Instruction →
Arrange the material below as a two-column CSV headed instruction and response, one row per instruction, covering everything from the line containing "Put a dot on the utility pole" down to the line containing "<point>1177,126</point>". Put each instruction and its response in a single quoted field, with line breaks replaced by spaces.

[BEGIN Extracted records]

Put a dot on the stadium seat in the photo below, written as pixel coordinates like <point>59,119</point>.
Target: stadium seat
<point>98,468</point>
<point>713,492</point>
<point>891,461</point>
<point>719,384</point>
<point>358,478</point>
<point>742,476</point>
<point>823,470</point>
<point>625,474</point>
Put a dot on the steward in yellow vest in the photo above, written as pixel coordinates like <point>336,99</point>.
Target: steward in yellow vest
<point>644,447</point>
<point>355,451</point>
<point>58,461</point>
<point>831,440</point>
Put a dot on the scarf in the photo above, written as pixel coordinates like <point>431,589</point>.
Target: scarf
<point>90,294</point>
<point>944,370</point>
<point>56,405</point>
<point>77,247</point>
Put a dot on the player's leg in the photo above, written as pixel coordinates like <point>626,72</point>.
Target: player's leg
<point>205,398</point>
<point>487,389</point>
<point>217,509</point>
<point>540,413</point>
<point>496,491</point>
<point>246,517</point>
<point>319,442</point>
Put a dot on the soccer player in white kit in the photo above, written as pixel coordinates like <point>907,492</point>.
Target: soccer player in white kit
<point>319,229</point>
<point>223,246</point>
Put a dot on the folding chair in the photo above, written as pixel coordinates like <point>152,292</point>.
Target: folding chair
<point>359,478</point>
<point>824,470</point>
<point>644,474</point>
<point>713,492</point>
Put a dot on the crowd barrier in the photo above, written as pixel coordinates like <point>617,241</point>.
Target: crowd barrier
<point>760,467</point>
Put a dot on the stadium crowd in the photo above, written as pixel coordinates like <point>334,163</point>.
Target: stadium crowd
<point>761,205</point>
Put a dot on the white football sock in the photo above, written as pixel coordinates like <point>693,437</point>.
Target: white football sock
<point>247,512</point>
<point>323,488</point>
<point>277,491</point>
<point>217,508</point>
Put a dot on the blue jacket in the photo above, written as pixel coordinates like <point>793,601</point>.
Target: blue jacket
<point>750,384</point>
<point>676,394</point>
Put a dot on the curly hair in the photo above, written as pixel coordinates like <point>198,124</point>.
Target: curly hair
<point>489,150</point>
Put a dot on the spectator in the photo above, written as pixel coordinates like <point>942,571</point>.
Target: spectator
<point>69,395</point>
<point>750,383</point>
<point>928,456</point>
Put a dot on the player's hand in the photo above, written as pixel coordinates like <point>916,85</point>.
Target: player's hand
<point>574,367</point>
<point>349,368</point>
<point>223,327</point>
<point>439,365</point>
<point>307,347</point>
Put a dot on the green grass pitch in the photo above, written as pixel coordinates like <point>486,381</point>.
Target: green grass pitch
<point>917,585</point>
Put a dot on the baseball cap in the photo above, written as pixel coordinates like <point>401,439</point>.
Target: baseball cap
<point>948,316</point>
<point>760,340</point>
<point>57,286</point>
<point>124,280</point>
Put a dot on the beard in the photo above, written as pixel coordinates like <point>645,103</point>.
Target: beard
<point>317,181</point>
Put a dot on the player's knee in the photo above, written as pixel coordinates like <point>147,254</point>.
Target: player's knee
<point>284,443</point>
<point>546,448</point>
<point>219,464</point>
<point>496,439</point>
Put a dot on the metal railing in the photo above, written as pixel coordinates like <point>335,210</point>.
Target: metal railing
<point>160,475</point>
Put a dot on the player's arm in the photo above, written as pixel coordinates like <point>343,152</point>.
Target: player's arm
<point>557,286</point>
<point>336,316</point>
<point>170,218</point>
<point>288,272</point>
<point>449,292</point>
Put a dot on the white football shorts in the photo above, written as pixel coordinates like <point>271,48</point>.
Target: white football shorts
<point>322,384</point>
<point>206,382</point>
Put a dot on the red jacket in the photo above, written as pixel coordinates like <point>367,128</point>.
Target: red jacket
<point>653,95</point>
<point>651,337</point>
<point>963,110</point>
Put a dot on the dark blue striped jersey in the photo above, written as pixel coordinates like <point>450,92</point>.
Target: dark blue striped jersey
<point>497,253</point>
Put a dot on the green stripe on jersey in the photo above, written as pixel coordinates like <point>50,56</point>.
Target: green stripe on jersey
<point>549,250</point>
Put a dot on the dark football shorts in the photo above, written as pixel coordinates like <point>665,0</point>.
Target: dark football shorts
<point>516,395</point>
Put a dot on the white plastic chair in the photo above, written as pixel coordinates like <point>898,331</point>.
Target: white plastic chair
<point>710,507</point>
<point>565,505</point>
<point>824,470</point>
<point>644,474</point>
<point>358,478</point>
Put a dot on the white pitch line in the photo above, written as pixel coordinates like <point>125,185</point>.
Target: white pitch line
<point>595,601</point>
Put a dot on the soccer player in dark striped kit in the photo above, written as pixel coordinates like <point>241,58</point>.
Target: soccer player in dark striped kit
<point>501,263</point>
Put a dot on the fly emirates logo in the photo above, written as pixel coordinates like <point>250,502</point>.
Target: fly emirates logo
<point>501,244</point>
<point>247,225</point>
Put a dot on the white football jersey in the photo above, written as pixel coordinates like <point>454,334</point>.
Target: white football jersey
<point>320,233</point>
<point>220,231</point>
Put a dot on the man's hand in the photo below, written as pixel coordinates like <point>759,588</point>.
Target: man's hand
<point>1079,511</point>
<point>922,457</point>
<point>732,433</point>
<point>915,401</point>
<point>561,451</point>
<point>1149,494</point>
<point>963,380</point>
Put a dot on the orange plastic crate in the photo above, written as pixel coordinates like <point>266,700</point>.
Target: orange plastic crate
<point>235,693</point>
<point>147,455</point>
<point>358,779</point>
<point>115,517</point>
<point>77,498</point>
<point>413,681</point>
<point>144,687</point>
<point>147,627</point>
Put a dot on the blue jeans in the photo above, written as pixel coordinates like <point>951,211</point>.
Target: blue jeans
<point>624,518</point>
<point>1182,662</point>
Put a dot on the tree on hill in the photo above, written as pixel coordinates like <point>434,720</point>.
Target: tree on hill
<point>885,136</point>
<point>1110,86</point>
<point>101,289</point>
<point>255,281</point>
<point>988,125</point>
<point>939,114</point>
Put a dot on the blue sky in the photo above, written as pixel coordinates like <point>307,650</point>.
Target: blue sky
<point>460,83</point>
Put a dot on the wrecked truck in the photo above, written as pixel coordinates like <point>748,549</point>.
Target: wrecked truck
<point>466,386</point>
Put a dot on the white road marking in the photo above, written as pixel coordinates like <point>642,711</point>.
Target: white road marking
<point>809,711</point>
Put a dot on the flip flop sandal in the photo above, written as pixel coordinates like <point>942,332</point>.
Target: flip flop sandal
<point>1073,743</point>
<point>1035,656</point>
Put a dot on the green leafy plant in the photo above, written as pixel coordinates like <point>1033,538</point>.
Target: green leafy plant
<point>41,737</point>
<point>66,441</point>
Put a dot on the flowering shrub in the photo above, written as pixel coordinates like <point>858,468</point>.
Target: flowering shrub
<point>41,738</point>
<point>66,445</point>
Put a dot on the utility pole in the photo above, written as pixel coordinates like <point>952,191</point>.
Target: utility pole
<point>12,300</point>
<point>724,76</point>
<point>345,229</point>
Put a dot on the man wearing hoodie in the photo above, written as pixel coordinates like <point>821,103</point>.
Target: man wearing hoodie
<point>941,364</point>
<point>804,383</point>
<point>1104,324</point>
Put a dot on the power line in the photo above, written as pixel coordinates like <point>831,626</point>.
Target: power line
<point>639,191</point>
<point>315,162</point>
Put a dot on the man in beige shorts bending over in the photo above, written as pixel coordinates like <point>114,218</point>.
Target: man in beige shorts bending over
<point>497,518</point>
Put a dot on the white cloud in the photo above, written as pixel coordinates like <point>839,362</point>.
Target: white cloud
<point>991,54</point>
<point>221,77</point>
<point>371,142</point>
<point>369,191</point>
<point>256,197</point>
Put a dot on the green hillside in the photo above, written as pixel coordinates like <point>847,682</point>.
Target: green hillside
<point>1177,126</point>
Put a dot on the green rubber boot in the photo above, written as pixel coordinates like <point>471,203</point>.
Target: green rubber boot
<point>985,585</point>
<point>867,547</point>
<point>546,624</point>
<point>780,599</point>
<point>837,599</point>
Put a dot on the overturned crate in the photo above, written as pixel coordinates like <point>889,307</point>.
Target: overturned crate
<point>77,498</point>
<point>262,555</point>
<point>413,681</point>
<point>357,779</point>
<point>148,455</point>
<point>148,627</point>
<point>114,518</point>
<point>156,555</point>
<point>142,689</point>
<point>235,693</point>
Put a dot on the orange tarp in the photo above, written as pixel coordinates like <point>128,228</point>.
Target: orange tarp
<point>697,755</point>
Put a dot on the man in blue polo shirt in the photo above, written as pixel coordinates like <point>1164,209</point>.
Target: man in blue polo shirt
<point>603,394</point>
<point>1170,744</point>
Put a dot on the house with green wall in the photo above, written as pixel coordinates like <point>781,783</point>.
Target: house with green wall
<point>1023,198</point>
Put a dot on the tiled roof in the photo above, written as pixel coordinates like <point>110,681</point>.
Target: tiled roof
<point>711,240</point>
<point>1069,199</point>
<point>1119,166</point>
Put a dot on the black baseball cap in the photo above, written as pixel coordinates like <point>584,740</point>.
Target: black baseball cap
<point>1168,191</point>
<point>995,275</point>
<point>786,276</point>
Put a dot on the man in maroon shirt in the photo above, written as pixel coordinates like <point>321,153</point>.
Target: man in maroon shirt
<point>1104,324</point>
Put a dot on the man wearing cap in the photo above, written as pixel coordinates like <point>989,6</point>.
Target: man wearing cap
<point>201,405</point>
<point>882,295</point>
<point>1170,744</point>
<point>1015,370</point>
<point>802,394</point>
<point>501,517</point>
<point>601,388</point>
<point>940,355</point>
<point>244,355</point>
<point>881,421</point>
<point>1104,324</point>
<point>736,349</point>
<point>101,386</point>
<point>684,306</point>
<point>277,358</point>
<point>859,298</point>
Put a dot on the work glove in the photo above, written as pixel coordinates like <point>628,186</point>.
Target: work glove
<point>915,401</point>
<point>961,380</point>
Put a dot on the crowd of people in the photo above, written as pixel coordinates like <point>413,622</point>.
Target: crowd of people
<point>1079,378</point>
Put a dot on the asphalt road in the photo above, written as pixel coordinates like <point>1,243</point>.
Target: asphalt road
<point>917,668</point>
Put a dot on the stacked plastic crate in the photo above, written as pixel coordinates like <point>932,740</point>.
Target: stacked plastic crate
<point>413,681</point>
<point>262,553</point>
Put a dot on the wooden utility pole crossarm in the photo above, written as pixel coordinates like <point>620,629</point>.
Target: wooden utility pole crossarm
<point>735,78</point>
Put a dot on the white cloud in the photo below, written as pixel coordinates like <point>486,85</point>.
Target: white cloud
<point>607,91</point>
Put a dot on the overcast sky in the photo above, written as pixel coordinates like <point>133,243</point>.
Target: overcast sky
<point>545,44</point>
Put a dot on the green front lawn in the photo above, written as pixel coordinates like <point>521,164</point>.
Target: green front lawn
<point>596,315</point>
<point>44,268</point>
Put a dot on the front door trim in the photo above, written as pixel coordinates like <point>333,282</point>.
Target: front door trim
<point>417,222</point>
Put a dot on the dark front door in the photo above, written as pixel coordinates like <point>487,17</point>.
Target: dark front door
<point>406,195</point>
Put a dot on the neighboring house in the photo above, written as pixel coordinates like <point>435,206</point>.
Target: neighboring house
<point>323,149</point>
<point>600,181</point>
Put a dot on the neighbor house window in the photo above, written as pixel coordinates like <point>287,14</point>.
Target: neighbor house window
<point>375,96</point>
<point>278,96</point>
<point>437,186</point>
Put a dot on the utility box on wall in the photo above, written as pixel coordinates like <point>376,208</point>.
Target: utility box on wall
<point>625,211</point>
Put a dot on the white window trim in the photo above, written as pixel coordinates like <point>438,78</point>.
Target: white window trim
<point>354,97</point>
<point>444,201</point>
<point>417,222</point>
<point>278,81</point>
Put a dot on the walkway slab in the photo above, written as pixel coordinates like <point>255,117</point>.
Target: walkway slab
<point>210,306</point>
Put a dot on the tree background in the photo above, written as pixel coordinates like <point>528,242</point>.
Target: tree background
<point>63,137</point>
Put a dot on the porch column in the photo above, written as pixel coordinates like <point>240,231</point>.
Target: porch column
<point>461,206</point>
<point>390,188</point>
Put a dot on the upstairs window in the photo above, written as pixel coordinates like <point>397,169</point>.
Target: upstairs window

[END Extracted records]

Solution for this task →
instruction,response
"Put a dot on the utility pole in the photo above, written as pixel coordinates like <point>952,191</point>. Target: utility pole","<point>12,300</point> <point>724,76</point> <point>345,229</point>"
"Put a dot on the man wearing hoodie in the photo above, written as pixel coordinates like <point>821,103</point>. Target: man wearing hoodie","<point>941,364</point> <point>804,383</point> <point>1104,324</point>"
"Put a dot on the power line in the photo above, written as pixel coordinates like <point>831,626</point>. Target: power line","<point>639,191</point> <point>315,162</point>"
"Put a dot on the man in beige shorts bending over in the photo above, written as pixel coordinates like <point>114,218</point>. Target: man in beige shorts bending over","<point>497,518</point>"
"Put a dot on the white cloud in the photo above, written as pixel coordinates like <point>839,362</point>. Target: white cloud","<point>991,54</point> <point>221,77</point> <point>371,142</point> <point>369,191</point> <point>256,197</point>"
"Put a dot on the green hillside in the photo above, written as pixel coordinates like <point>847,682</point>. Target: green hillside","<point>1177,126</point>"